## Given data:
•••
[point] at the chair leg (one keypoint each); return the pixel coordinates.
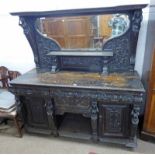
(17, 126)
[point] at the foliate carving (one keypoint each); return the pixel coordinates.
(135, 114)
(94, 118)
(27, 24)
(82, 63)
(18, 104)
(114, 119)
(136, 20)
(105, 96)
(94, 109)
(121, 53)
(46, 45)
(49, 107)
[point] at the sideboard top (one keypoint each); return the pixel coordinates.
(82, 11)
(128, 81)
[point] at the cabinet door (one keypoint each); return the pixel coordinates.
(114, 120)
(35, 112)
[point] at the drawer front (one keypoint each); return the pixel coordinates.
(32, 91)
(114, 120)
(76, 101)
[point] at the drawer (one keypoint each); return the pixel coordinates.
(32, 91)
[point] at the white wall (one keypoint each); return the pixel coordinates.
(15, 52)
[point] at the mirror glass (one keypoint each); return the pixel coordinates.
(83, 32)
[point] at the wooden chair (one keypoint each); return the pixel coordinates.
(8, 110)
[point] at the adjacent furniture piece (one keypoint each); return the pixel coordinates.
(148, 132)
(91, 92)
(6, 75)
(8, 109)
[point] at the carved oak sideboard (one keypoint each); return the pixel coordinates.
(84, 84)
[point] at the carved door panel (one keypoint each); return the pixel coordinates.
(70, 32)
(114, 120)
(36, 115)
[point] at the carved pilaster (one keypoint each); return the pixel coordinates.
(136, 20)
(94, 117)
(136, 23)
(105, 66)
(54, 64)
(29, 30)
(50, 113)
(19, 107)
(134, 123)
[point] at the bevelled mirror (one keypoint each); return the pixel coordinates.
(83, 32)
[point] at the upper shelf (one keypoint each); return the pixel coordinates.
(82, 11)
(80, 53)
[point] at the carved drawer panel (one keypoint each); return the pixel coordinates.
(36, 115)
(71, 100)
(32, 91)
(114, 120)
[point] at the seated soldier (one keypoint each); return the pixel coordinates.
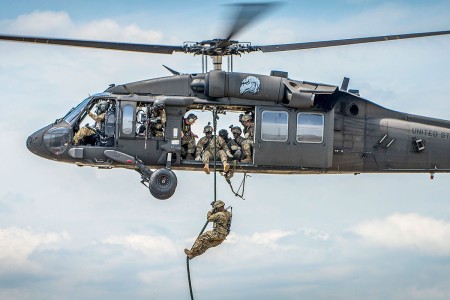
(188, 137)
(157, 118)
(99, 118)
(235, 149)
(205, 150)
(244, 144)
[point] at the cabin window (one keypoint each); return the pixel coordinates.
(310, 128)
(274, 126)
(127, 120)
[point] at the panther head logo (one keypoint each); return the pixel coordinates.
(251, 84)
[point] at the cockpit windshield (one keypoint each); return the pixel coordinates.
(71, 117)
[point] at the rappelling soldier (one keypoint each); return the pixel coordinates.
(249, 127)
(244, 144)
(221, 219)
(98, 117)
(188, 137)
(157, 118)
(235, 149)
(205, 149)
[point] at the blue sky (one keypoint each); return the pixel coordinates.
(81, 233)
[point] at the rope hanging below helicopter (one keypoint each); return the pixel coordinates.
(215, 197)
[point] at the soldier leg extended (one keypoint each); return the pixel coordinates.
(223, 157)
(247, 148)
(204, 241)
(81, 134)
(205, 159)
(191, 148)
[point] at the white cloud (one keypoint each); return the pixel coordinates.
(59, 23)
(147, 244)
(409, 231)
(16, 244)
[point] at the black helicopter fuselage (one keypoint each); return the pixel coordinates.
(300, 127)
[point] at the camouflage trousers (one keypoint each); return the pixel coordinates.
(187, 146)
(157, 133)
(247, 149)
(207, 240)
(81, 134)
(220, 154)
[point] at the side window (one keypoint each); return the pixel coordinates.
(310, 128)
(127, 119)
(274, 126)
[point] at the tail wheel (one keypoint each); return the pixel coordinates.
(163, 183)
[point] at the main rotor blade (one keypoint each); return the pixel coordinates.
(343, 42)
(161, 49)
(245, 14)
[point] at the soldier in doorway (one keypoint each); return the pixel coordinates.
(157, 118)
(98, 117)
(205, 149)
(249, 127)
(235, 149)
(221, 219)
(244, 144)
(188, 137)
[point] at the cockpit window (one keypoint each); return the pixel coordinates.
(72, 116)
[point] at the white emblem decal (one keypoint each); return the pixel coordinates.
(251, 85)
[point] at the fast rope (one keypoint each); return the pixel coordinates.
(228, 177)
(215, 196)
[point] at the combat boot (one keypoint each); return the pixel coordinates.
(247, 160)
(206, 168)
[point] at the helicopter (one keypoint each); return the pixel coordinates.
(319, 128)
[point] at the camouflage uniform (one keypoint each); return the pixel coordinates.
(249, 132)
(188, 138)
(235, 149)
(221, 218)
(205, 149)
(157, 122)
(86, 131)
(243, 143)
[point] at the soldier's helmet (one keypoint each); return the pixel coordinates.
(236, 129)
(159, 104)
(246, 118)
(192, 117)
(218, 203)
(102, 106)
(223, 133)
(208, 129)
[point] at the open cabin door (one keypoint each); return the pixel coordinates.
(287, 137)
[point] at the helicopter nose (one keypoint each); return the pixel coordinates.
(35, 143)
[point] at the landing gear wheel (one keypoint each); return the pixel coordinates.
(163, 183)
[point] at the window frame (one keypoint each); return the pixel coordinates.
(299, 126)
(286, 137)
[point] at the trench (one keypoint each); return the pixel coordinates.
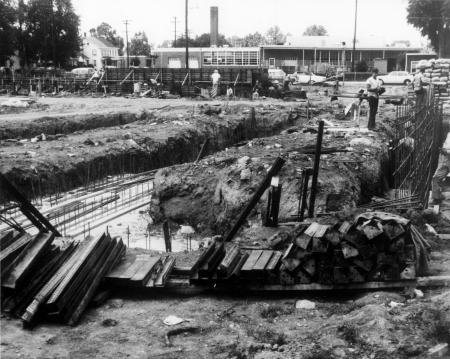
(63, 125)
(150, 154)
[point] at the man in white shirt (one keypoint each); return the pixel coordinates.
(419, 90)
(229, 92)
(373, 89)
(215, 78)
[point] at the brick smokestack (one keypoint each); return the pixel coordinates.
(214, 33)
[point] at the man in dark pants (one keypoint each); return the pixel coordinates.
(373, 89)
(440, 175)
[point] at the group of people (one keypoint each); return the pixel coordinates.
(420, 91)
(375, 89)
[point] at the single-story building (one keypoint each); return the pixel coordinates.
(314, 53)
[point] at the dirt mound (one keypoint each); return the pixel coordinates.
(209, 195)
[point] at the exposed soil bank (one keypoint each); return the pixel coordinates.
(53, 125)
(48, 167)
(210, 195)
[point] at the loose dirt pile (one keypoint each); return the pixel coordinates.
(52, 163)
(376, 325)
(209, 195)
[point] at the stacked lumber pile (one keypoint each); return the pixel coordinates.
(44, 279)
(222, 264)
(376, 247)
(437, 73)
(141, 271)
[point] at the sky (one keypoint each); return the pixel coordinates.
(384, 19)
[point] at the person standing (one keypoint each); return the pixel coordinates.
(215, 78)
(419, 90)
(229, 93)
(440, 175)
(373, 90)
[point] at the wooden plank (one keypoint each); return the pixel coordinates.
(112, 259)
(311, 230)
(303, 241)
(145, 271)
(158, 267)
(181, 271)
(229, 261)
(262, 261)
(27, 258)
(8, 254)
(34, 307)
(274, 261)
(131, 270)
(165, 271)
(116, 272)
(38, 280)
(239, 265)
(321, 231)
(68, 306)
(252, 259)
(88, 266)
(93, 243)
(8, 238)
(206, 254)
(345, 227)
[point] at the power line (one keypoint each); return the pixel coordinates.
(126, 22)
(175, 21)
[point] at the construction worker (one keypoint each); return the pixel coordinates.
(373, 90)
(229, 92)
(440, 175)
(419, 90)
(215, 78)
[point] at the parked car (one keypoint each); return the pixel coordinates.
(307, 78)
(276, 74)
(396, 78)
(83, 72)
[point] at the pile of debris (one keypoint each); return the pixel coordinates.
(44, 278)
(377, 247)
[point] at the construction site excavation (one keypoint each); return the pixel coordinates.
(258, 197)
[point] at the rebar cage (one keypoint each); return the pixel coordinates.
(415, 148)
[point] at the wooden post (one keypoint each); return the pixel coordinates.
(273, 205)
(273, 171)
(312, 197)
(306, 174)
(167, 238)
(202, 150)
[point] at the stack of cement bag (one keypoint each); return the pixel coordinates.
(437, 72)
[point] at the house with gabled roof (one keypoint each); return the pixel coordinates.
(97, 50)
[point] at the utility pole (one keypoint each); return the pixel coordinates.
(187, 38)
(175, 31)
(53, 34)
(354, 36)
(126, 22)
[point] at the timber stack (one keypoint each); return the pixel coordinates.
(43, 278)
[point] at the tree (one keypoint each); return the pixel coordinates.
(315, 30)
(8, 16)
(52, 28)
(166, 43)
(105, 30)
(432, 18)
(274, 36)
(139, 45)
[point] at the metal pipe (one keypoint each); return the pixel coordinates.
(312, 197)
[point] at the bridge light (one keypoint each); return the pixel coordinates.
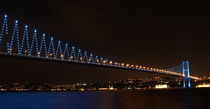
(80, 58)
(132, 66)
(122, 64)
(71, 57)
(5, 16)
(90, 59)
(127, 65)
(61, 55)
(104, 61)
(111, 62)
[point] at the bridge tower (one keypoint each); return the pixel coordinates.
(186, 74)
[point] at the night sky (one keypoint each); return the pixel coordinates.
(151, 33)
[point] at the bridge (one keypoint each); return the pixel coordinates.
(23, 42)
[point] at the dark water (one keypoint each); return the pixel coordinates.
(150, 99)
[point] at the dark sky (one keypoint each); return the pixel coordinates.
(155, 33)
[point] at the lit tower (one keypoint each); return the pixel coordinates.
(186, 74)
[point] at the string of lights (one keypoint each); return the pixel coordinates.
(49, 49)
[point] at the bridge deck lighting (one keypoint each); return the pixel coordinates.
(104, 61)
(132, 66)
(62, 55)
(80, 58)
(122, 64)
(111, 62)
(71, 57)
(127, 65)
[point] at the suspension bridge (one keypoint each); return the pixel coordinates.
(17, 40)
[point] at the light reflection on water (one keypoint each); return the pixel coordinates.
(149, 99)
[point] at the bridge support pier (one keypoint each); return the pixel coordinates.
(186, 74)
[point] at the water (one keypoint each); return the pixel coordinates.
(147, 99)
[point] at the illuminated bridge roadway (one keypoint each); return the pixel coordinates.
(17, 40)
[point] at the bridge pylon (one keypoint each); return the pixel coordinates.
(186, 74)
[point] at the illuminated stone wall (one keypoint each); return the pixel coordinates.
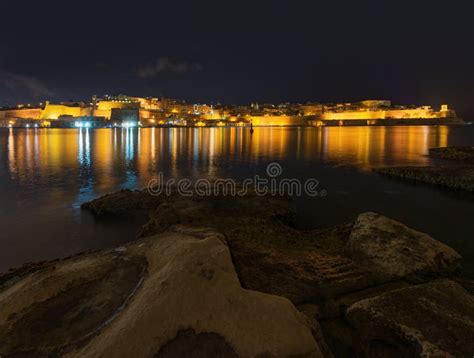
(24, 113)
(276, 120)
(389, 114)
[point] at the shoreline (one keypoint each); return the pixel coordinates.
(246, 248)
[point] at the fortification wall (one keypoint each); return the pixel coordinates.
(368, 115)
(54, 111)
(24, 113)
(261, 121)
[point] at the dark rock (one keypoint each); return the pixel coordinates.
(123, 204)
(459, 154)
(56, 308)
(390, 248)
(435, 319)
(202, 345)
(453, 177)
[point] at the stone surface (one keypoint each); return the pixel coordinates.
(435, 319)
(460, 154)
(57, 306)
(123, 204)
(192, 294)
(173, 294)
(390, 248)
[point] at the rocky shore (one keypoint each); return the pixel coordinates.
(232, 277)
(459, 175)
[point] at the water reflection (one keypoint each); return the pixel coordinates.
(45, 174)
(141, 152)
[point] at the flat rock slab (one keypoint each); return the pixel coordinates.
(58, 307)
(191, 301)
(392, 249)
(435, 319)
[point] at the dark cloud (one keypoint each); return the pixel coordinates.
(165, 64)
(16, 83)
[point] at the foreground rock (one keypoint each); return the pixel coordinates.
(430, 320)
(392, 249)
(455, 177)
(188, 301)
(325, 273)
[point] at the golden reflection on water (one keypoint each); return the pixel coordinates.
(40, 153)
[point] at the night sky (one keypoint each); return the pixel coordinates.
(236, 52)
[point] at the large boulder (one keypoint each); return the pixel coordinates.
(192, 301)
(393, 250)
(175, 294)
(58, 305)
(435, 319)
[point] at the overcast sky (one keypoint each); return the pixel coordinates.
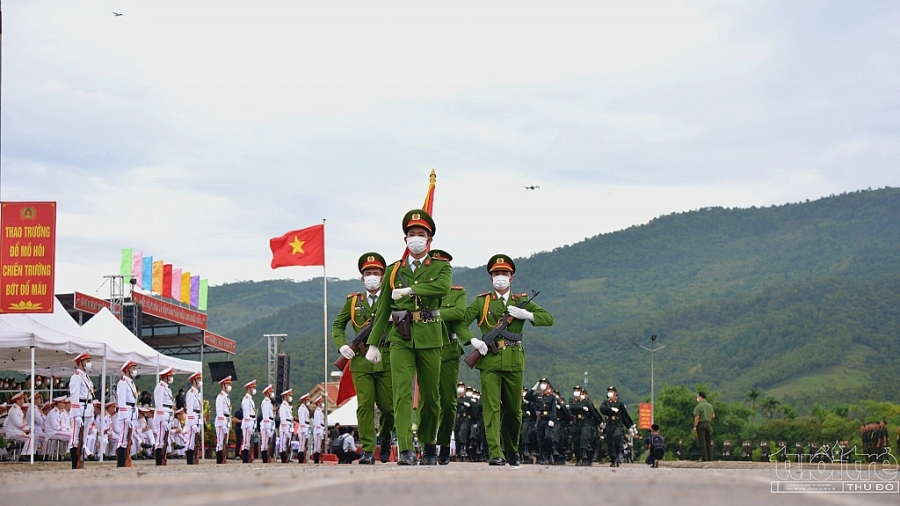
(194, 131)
•••
## Your goal:
Pictures are to be left out; otherwise, copy exactly each line from the one containing "[point] at the water reflection" through the last line of the listing.

## Completed task:
[point] at the water reflection (one keypoint each); return the pixel coordinates.
(45, 174)
(141, 152)
[point] at the flat rock slab (one keypoint each); return the pixel coordinates.
(58, 307)
(191, 301)
(392, 249)
(435, 319)
[point] at the dark cloud (one keypoint each); return the pixel coordinates.
(165, 64)
(16, 83)
[point] at the foreground rock (one keypoint each); return the pixel coordinates.
(430, 320)
(392, 249)
(455, 177)
(188, 301)
(325, 273)
[point] at the golden reflection on water (one keypoint each); return the pixel coordinates.
(40, 153)
[point] at the night sky (one keypoint each); return the pixel coordinates.
(236, 52)
[point] at the large boulder (one keypoint each); return the pixel coordinates.
(192, 301)
(393, 250)
(175, 294)
(58, 305)
(435, 319)
[point] at the overcast sky (one keypoint each); return the pixel coordinates.
(194, 131)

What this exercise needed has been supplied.